* _WORK TO DO_
Copy out every line of the items below word for word, without changing anything.

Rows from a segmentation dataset
________________

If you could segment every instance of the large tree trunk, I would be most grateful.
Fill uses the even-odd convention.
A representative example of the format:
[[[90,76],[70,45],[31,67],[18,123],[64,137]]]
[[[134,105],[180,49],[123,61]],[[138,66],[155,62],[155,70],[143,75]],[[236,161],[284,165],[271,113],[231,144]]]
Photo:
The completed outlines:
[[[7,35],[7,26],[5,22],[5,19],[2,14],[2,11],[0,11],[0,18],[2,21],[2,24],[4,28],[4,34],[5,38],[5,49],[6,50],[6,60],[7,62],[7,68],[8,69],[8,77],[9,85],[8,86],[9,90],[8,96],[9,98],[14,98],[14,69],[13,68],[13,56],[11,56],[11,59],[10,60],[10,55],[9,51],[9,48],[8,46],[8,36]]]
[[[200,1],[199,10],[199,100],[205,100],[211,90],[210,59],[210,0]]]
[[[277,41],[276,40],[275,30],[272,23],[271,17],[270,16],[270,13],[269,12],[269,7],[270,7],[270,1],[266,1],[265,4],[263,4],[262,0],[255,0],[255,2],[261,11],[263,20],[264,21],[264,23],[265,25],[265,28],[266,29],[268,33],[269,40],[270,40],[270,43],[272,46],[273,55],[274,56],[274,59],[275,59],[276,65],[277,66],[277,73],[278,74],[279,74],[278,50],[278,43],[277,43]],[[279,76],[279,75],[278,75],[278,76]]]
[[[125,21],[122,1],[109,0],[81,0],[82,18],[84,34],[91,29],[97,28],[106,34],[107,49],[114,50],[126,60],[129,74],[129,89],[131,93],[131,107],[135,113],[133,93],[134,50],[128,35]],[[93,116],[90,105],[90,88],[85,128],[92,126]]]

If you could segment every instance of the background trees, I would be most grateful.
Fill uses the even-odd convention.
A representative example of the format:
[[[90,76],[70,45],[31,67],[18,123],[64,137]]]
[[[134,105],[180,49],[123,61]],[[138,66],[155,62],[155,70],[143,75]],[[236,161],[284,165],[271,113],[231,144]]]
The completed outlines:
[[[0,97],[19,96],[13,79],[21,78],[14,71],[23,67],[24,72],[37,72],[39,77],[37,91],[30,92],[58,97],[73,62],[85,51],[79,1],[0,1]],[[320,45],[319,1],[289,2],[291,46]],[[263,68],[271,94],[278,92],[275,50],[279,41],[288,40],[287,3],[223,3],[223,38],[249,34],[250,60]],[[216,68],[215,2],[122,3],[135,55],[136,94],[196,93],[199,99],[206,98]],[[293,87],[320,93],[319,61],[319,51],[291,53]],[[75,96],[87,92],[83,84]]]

________________

* _WRITTEN RESPONSE_
If you could segment every instance of the large tree trunk, I would be most grateful.
Fill uses the even-odd convention.
A representative example of the format:
[[[90,76],[70,45],[31,67],[18,123],[64,137]]]
[[[134,105],[180,49],[123,61]],[[138,66],[155,62],[155,70],[143,75]],[[236,161],[284,165],[271,113],[231,144]]]
Photo:
The completed outlines:
[[[7,35],[7,26],[5,22],[5,19],[2,14],[2,11],[0,11],[0,18],[2,21],[2,24],[4,28],[4,34],[5,38],[5,49],[6,50],[6,60],[7,62],[7,68],[8,69],[8,77],[9,85],[8,86],[9,90],[8,96],[9,98],[14,98],[14,69],[13,68],[13,56],[11,56],[11,59],[10,60],[10,55],[9,51],[9,48],[8,46],[8,36]]]
[[[200,1],[199,10],[199,100],[205,100],[211,90],[210,59],[210,0]]]
[[[277,41],[276,40],[275,30],[272,23],[271,17],[270,16],[270,13],[269,12],[269,7],[270,7],[270,1],[266,1],[265,4],[263,4],[262,0],[255,0],[255,2],[261,11],[263,20],[264,21],[264,23],[265,25],[265,28],[266,29],[268,33],[269,40],[270,40],[270,43],[272,46],[273,55],[274,56],[274,59],[275,59],[276,65],[277,66],[277,73],[278,74],[279,74],[278,50],[278,43],[277,43]],[[279,76],[279,75],[278,75],[278,76]]]
[[[125,21],[122,1],[109,0],[81,0],[82,18],[84,34],[91,29],[97,28],[106,34],[107,49],[114,50],[126,60],[129,74],[129,89],[131,93],[131,107],[135,113],[133,93],[134,50],[128,35]],[[93,116],[90,105],[90,88],[85,128],[92,126]]]

If you could segment every instance of the background trees, I would be most grateful.
Fill uses the even-odd convention.
A representative example of the format:
[[[90,76],[70,45],[31,67],[18,123],[64,137]]]
[[[134,105],[180,49],[123,61]],[[138,66],[155,62],[155,70],[143,75]],[[236,161],[284,165],[271,113],[231,144]]]
The completed outlines:
[[[0,97],[19,96],[13,79],[21,78],[14,71],[23,67],[24,72],[37,72],[39,77],[37,91],[30,92],[58,97],[73,62],[85,51],[79,1],[0,1]],[[320,45],[319,1],[289,2],[291,46]],[[263,68],[271,94],[278,92],[275,50],[279,41],[288,40],[287,3],[223,3],[223,38],[249,34],[250,60]],[[216,68],[215,2],[122,3],[135,55],[136,94],[196,93],[199,99],[206,98]],[[293,87],[320,93],[319,61],[319,51],[291,53]],[[75,96],[87,92],[83,84]]]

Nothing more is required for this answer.